*** Opening of Dataset records ***
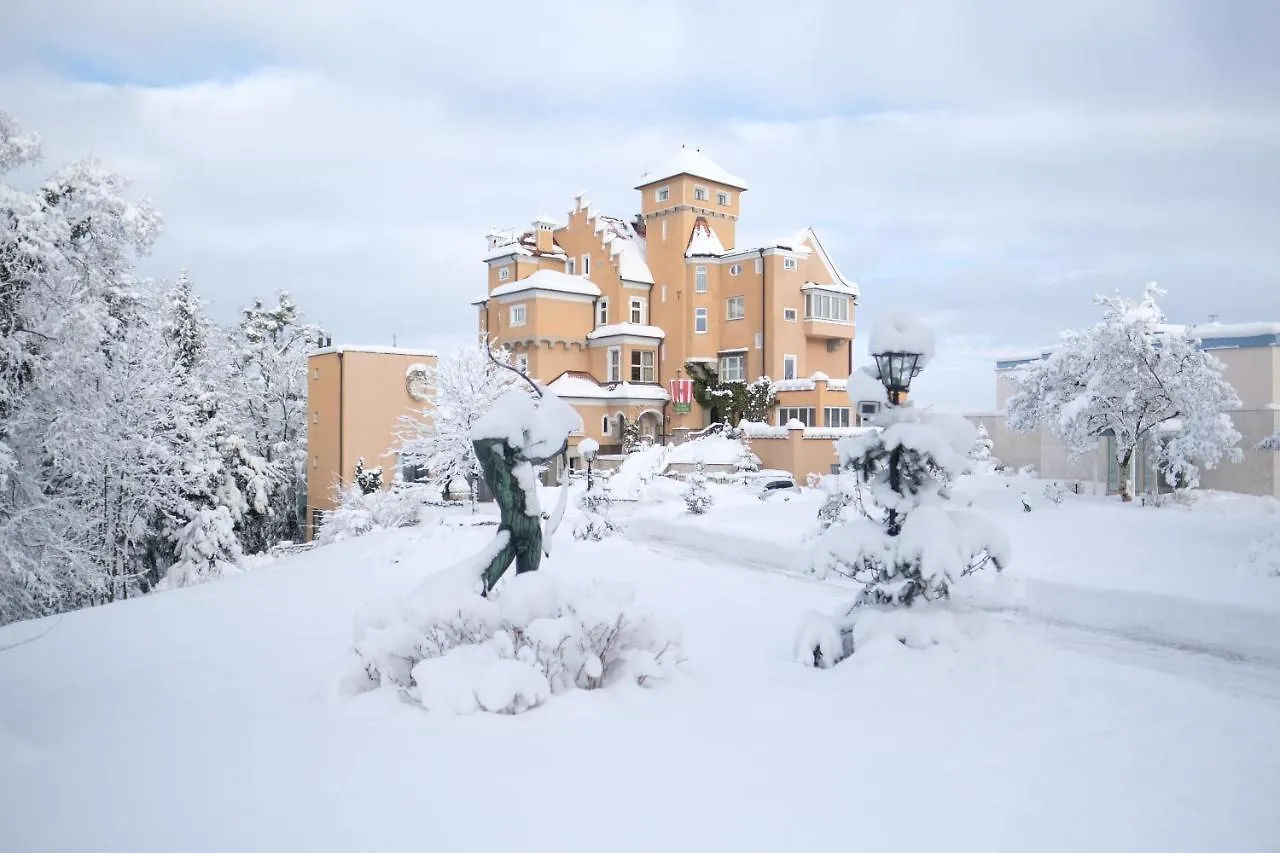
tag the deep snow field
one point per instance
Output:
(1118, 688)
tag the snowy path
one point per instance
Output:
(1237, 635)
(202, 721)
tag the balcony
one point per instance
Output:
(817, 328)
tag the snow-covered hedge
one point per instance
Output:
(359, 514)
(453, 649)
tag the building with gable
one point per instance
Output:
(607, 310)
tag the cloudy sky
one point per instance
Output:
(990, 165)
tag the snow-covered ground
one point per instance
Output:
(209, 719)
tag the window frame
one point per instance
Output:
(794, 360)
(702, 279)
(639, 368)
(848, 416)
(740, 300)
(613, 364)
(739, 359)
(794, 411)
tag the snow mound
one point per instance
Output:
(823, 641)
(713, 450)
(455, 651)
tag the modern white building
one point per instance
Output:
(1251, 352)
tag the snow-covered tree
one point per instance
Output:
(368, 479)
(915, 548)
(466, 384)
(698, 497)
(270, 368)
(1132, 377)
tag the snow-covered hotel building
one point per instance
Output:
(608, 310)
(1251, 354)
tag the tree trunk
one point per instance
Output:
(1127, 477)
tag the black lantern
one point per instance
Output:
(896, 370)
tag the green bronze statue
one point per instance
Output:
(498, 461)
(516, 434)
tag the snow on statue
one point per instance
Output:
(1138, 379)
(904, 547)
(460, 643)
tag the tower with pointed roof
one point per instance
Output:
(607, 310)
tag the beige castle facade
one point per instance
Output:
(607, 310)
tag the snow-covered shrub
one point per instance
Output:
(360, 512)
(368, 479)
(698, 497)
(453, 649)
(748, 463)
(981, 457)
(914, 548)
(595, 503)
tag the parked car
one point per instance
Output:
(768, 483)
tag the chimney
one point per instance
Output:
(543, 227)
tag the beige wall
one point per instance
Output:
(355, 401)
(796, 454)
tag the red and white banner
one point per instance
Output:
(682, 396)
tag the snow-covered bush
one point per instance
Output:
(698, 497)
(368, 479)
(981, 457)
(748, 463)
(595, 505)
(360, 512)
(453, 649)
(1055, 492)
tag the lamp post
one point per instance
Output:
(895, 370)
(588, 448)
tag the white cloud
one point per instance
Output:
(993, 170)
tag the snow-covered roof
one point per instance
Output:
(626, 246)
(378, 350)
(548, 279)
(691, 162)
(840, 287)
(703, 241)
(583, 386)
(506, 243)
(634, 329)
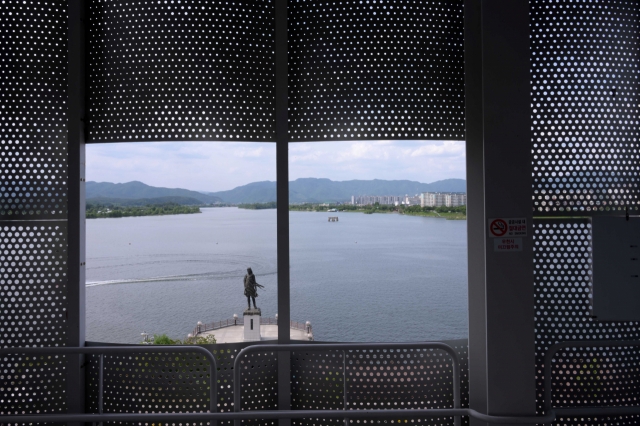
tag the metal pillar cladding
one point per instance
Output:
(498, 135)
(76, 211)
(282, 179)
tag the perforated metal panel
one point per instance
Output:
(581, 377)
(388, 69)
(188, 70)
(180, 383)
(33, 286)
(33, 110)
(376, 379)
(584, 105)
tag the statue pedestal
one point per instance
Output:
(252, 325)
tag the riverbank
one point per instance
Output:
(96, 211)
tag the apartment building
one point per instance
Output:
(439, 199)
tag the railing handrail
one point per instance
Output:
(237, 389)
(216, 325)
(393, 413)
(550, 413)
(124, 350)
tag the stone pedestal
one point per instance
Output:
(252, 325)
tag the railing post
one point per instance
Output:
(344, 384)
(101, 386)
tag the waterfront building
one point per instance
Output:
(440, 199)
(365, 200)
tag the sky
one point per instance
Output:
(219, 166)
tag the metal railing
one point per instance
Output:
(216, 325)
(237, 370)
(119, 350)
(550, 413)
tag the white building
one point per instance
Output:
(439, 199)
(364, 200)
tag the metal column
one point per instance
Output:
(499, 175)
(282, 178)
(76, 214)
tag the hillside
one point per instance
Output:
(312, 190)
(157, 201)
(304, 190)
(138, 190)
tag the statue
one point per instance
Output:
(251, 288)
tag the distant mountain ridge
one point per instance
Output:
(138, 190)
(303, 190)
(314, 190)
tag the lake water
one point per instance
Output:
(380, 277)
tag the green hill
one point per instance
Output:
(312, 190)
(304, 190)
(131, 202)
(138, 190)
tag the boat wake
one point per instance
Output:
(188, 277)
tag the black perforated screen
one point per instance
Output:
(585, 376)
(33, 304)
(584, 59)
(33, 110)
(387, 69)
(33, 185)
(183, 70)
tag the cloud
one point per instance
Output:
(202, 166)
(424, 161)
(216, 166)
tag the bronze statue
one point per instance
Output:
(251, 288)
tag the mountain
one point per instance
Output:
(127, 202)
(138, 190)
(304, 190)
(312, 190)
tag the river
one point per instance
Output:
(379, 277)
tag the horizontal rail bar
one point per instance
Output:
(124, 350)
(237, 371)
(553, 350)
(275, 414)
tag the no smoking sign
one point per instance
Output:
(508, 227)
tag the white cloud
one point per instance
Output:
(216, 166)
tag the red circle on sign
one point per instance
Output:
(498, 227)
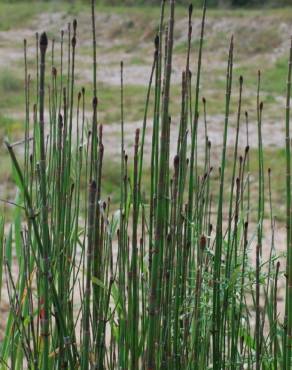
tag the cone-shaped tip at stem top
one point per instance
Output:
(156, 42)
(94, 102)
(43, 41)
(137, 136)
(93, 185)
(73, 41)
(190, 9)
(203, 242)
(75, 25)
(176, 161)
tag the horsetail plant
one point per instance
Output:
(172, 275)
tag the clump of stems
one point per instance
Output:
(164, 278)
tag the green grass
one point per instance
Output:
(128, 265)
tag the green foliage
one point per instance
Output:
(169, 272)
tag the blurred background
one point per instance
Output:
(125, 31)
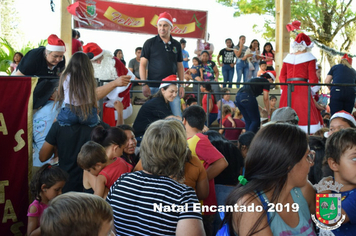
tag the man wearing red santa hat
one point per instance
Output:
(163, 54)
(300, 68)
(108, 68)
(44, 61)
*** Close of Dataset records ***
Output each line above exactly. Skip the images.

Task response
tag the deep snow field
one point per instance
Output:
(1118, 688)
tag the snowy path
one point per instance
Output:
(1237, 635)
(202, 721)
tag the balcony
one point per instance
Output:
(817, 328)
tag the snow-covered hedge
one point per instance
Output:
(359, 514)
(453, 649)
tag the building with gable
one point per instance
Output:
(607, 310)
tag the cloudy sky
one point per instance
Output:
(990, 165)
tag the snow-covered ground
one point per instance
Output:
(209, 719)
tag the window frame
one point per instance
Output:
(794, 360)
(702, 279)
(639, 368)
(848, 416)
(740, 300)
(613, 364)
(739, 359)
(794, 411)
tag the snow mound
one point per instance
Output:
(823, 641)
(713, 450)
(455, 651)
tag the modern white building
one point per instance
Output:
(1251, 352)
tag the snow-covered tree
one point per instance
Output:
(368, 479)
(915, 548)
(466, 384)
(698, 497)
(270, 368)
(1132, 377)
tag the snow-covered hotel building
one point per instance
Output:
(608, 310)
(1251, 354)
tag the tree trunk
one point per instance
Output:
(1127, 477)
tag the black lantern
one point per instance
Output:
(896, 370)
tag the green bronze statue
one point per instance
Output:
(498, 461)
(516, 434)
tag the snow on statue
one point per instance
Output:
(1138, 379)
(904, 547)
(460, 643)
tag the tower with pointed roof
one point per instance
Output:
(607, 310)
tag the beige castle facade
one point per instance
Output:
(607, 310)
tag the snow-covered shrub
one point per instance
Output:
(360, 512)
(368, 479)
(698, 497)
(453, 649)
(748, 463)
(981, 457)
(914, 548)
(595, 503)
tag the parked car
one point per instance
Output:
(768, 483)
tag the chimney
one point per instance
Output:
(543, 227)
tag the beige wall
one point per instance
Output:
(355, 401)
(796, 454)
tag the red and white banner
one point per instance
Output:
(682, 396)
tag the snow-covered bush
one point per instance
Output:
(698, 497)
(368, 479)
(981, 457)
(748, 463)
(595, 505)
(360, 512)
(453, 649)
(1055, 492)
tag the lamp post
one point per instance
Output:
(895, 370)
(588, 448)
tag the white cloud
one point per instance
Output:
(993, 170)
tag the snow-covered roof
one point per instance
Output:
(626, 246)
(378, 350)
(548, 279)
(691, 162)
(840, 287)
(703, 241)
(583, 386)
(506, 243)
(634, 329)
tag the metal pillar cladding
one point per instance
Output:
(498, 135)
(76, 211)
(282, 179)
tag the perforated metal panel
one point per instance
Output:
(581, 377)
(388, 69)
(188, 70)
(180, 383)
(33, 286)
(33, 110)
(376, 379)
(584, 105)
tag the statue pedestal
one point per instance
Output:
(252, 325)
tag the riverbank
one point per instance
Output:
(96, 211)
tag the apartment building
one point per instance
Output:
(439, 199)
tag the railing handrail
one point per instance
Output:
(237, 389)
(216, 325)
(393, 413)
(550, 413)
(124, 350)
tag the stone pedestal
one point per instance
Output:
(252, 325)
tag the railing post
one point per instance
Output:
(344, 384)
(101, 386)
tag the waterfront building
one point per instance
Output:
(440, 199)
(365, 200)
tag the sky
one point per instance
Output:
(219, 166)
tag the metal railing
one point per instance
Output:
(216, 325)
(237, 370)
(119, 350)
(550, 413)
tag the white building
one point per instance
Output:
(439, 199)
(364, 200)
tag the metal column
one point per instance
Output:
(499, 175)
(282, 178)
(76, 214)
tag the hillside
one point per instance
Output:
(312, 190)
(157, 201)
(304, 190)
(138, 190)
tag the statue
one point per instance
Output:
(251, 288)
tag the distant mountain ridge
one point per instance
Output:
(138, 190)
(303, 190)
(314, 190)
tag the lake water
one point per instance
Output:
(380, 277)
tag the green hill
one point per instance
Output:
(312, 190)
(304, 190)
(131, 202)
(138, 190)
tag the boat wake
one point per instance
Output:
(188, 277)
tag the black perforated screen
one point per instance
Output:
(585, 376)
(33, 304)
(584, 59)
(33, 110)
(387, 69)
(33, 185)
(183, 70)
tag the cloud
one point per instance
Output:
(202, 166)
(424, 161)
(216, 166)
tag the bronze statue
one point per instance
Output:
(251, 288)
tag the mountain
one point per instance
Output:
(127, 202)
(138, 190)
(304, 190)
(312, 190)
tag the river
one point per instance
Output:
(379, 277)
tag the horizontal rail bar
one point per instance
Output:
(124, 350)
(237, 371)
(553, 350)
(275, 414)
tag the no smoking sign
one point per instance
Output:
(508, 227)
tag the white cloud
one point per instance
Output:
(216, 166)
tag the red circle on sign
one point per instance
Output:
(498, 227)
tag the cone-shaped tip at stem top
one point per instance
Output:
(156, 42)
(94, 102)
(43, 41)
(137, 136)
(93, 185)
(73, 41)
(190, 9)
(203, 242)
(75, 25)
(176, 161)
tag the horsetail plant
one point per instance
Output:
(172, 275)
tag the clump of stems
one point per instance
Output:
(164, 278)
tag the green grass
one point per instance
Output:
(128, 265)
tag the green foliage
one point per instance
Output:
(169, 272)
tag the blurred background
one point per instance
Output:
(125, 31)
tag the man wearing red santa hat
one point per instance
Output:
(163, 54)
(300, 68)
(108, 68)
(44, 61)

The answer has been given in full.